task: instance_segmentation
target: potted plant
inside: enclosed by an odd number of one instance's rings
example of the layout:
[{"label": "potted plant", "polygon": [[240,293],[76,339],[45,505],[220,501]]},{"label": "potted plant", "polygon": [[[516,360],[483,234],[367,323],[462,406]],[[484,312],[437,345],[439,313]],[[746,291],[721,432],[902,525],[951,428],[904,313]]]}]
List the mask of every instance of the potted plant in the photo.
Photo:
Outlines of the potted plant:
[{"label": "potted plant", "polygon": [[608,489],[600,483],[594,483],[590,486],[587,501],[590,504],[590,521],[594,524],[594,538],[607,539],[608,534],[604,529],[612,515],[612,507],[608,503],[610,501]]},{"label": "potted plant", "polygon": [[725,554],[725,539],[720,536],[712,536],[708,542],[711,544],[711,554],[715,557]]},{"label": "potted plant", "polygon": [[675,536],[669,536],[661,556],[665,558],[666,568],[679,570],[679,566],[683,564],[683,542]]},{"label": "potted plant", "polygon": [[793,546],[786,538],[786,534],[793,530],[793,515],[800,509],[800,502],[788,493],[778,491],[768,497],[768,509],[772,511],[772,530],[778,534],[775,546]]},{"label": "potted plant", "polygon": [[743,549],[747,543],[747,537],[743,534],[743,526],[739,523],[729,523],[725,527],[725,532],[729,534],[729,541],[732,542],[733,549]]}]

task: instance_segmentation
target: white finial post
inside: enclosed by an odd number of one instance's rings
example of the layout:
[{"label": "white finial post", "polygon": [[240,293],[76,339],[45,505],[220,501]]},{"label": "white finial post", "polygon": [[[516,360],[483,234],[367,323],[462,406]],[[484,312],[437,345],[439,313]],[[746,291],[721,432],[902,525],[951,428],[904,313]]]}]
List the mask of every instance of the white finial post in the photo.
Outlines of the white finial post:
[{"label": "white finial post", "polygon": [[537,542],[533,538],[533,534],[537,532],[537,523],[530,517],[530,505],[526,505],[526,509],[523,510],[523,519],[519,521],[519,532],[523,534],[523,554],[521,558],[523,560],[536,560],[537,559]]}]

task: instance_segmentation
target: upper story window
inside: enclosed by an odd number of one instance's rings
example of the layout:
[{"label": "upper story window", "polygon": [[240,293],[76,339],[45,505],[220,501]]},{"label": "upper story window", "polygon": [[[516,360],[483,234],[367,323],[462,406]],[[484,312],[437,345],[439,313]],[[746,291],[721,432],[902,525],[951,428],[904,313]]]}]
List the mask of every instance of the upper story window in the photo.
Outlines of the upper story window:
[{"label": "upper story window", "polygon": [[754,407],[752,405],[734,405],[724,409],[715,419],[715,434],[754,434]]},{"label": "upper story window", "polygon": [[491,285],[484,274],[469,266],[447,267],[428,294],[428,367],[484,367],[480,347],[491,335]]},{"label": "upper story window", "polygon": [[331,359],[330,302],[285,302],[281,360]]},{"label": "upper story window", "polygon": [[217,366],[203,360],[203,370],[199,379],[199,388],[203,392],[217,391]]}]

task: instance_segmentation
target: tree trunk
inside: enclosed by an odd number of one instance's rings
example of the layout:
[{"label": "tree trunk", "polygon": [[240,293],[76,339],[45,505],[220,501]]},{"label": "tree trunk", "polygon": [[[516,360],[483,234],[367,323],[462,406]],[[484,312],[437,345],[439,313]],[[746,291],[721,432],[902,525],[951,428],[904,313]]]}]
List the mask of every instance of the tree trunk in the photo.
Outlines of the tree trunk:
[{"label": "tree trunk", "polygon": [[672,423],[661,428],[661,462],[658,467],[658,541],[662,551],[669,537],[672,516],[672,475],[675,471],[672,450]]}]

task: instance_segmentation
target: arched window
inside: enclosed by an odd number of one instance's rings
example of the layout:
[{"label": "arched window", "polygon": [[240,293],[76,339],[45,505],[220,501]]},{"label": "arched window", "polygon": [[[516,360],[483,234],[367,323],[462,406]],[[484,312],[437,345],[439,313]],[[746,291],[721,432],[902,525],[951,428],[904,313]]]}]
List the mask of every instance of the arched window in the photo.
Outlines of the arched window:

What you should do.
Extract each record, keeping it identical to the original.

Exercise solution.
task: instance_segmentation
target: potted plant
inside: enclosed by an odd number of one instance's rings
example of the layout:
[{"label": "potted plant", "polygon": [[240,293],[76,339],[45,505],[220,501]]},{"label": "potted plant", "polygon": [[[516,360],[483,234],[367,323],[462,406]],[[484,312],[437,345],[439,313]],[[746,291],[721,432],[902,525],[951,428],[904,313]]]}]
List the mask of every instance of the potted plant in the photo.
Photo:
Outlines of the potted plant:
[{"label": "potted plant", "polygon": [[608,489],[600,483],[594,483],[590,486],[587,501],[590,504],[590,521],[594,524],[594,538],[607,539],[608,534],[604,529],[612,515],[612,507],[608,503],[610,501]]},{"label": "potted plant", "polygon": [[725,554],[725,539],[720,536],[712,536],[708,542],[711,544],[711,554],[715,557]]},{"label": "potted plant", "polygon": [[675,536],[669,536],[661,556],[665,558],[666,568],[679,570],[679,566],[683,564],[683,542]]},{"label": "potted plant", "polygon": [[793,546],[786,538],[786,534],[793,530],[793,515],[800,509],[800,502],[788,493],[778,491],[768,497],[768,509],[772,511],[772,530],[778,534],[775,546]]},{"label": "potted plant", "polygon": [[743,549],[747,543],[747,537],[743,534],[743,526],[739,523],[729,523],[725,527],[725,532],[729,534],[729,541],[732,542],[733,549]]}]

task: instance_segmentation
target: white finial post
inside: enclosed by an odd number of one instance's rings
example of the layout:
[{"label": "white finial post", "polygon": [[240,293],[76,339],[45,505],[220,501]]},{"label": "white finial post", "polygon": [[[516,360],[483,234],[367,323],[462,406]],[[484,312],[437,345],[439,313]],[[746,291],[721,432],[902,525],[951,428],[904,313]]]}]
List the mask of every instance of the white finial post in the photo.
Outlines of the white finial post:
[{"label": "white finial post", "polygon": [[537,542],[533,538],[533,534],[537,532],[537,523],[530,517],[530,505],[526,505],[526,509],[523,510],[523,519],[519,521],[519,532],[523,534],[523,554],[521,558],[523,560],[536,560],[537,559]]}]

task: instance_segmentation
target: upper story window
inside: enclosed by an odd number of one instance's rings
example of the layout:
[{"label": "upper story window", "polygon": [[240,293],[76,339],[45,505],[220,501]]},{"label": "upper story window", "polygon": [[[516,360],[483,234],[367,323],[462,406]],[[484,312],[437,345],[439,313]],[[746,291],[721,432],[902,525],[951,428],[904,313]]]}]
List the mask of every instance of the upper story window in the photo.
Outlines of the upper story window:
[{"label": "upper story window", "polygon": [[754,407],[752,405],[734,405],[724,409],[715,419],[715,434],[754,434]]},{"label": "upper story window", "polygon": [[491,285],[484,274],[469,266],[447,267],[428,294],[428,367],[484,367],[480,347],[491,335]]},{"label": "upper story window", "polygon": [[331,359],[330,302],[285,302],[281,360]]},{"label": "upper story window", "polygon": [[217,366],[203,360],[203,370],[199,379],[199,388],[203,392],[217,391]]}]

task: instance_segmentation
target: tree trunk
inside: enclosed by an odd number of one instance's rings
example of the layout:
[{"label": "tree trunk", "polygon": [[240,293],[76,339],[45,505],[220,501]]},{"label": "tree trunk", "polygon": [[[516,360],[483,234],[367,323],[462,406]],[[484,312],[437,345],[439,313]],[[746,291],[721,432],[902,525],[951,428],[904,313]]]}]
List the mask of every instance of the tree trunk in the photo.
Outlines of the tree trunk:
[{"label": "tree trunk", "polygon": [[672,423],[661,428],[661,462],[658,467],[658,541],[662,551],[669,537],[672,516],[672,475],[675,471],[672,450]]}]

task: instance_segmentation
target: arched window
inside: enclosed by an odd number of one instance's rings
example of the layout:
[{"label": "arched window", "polygon": [[240,293],[76,339],[45,505],[220,501]]},{"label": "arched window", "polygon": [[[516,360],[483,234],[367,323],[462,406]],[[484,312],[437,345],[439,313]],[[746,291],[721,432],[902,525],[951,428],[904,313]]]}]
List the mask of every instance of the arched window in the photo.
Outlines of the arched window:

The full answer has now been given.